## [Exercise requirements]
Render every line of the records below as a JSON list of strings, with one string per line and blank lines omitted. Leave the pictures out of your answer.

Dataset entries
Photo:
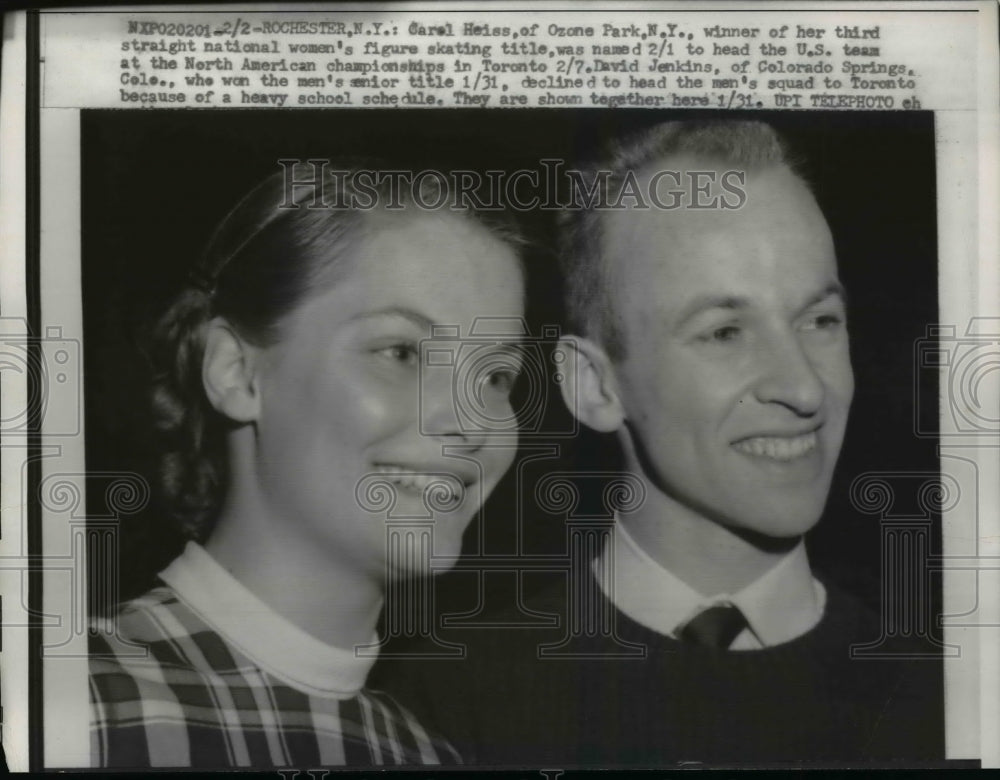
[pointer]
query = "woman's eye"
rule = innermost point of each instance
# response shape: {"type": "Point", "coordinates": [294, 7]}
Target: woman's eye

## [Written solution]
[
  "Photo:",
  "[pointer]",
  "query = \"woman's eye\"",
  "rule = innermost point of each instance",
  "# response shape: {\"type\": \"Point\", \"coordinates\": [294, 7]}",
  "Target: woman's eye"
]